*** Fragmento

Utopías, ese marchar incesante hacia la línea del horizonte que nunca se alcanza. Con cierta liviandad hoy se habla de utopía como sinónimo equívoco de ideología o ideales. Sin embargo lo utópico es lo inalcanzable, lo inexistente por definición. Algo sustancialmente diferente son las ideas, que pueden en determinado momento volverse realidad. Es una diferencia para nada menor que en este caso Vargas Llosa no confunde.
Utópica era Flora Tristán, con sus Palacios Obreros y la serie de reformas que auspiciaba que no por nada terminaban vinculándola a las propuestas estrambóticas de Saint Simon y Fourier, aunque a ambos dejara atrás porque sus ideas terminaban siendo más revolucionarias y de alguna manera un tanto más cercanas a la realidad, especialmente cuando analizaba la situación de sevicia y humillación en la que vivían mujeres y obreros. Más tarde llegaría Carlos Marx para ofrecer una articulación más compleja entre acción e ideario políticos. Pero estamos en un período anterior a la irrupción del marxismo que iba a reclamar otro tipo de análisis y otra clase de respuestas a ese ideario.
Utópico fue su nieto, con su huida hacia delante sin cristalización posible, porque a pesar de pagar el alto precio de dejar atrás su vida burguesa y a su mujer y sus hijos (también Flora se separó de su esposo y en la práctica de sus hijos) nunca alcanzó ese Paraíso, esa suerte de Felicidad Definitiva que con tanto tesón y tanto error persiguió con sus actitudes y sus cuadros inmortales.

******

# Trabajo requerido:
A – Según el fragmento sobre las utopías, ¿qué dejó atrás el nieto de Flora Tristán?
B – Prolonga el fragmento sobre las utopías de Flora Tristán y su nieto a partir de su última frase.

*** Datos aportados

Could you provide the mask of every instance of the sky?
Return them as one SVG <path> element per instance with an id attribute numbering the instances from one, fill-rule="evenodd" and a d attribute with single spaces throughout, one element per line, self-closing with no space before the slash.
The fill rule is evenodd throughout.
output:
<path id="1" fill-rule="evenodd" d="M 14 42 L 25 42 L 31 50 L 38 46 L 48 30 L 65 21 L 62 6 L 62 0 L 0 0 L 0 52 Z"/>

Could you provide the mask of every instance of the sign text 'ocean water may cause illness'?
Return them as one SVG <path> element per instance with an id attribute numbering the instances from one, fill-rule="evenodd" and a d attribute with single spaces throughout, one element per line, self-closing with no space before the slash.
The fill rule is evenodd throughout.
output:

******

# Respuestas del ejercicio:
A – Dejó atrás su vida burguesa, a su mujer y a sus hijos.

B –
Luces y sombras
Vargas Llosa escribe su 14ª novela desarrollando las biografías a partir de capítulos alternativos, los impares dedicados a Flora, los pares a Gauguin. En el primer caso, el "pretexto" son las visitas a las distancias ciudades del interior francés. En el del pintor, acude a sus cuadros más famosos, que explica con gran capacidad narrativa y de síntesis, para justificar los diversos episodios. Su plan original era el de hablar sólo de la mujer pero el nieto irascible y hasta brutal en sus actos mezquinos logró "meterse" en el corpus del texto, lo que fue una verdadera suerte porque de las dos biografías noveladas la que se impone es la del pintor iconoclasta.
Y esto es así porque la parte reservada a Flora Tristán carece del dinamismo propio del relato y se queda en la crónica, aunque las historias protagonizadas por la peruana-española-francesa (a la que llama Andaluza) le hubiesen permitido textos de gran intensidad dramática si los hubiera contado "desde" dentro y no desde la superficie, como lo hace. En cambio ese hombre enfermo y confundido, cargado de pasiones y contradicciones, pleno de talento, al que los maoríes llaman Koke se coloca en primer plano porque Vargas Llosa termina acá recuperándose como escritor de ficción.
Quizás por eso, mientras las páginas finales dedicadas a Flora no logran conmover, las otras, las que cuentan la agonía de Gauguin, resultan de alto vuelo, parecen animarse, contagiarse de ese fuego devorador que acompañó siempre al genio francés, entregándonos al Vargas Llosa más genuino, ecos de aquel que alguna vez se propusiera alcanzar otro imposible: la novela total.
Flora con sus Palacios Obreros, Gauguin tratando de volverse salvaje y primitivo, Vargas Llosa con su intento de contar "desde todos los ángulos posibles" la historia del Perú contemporáneo... Como se ve, las utopías también ayudan a dar sal a la vida terrena, tan plena de rutinas.



El polémico escritor peruano vuelve a la ficción.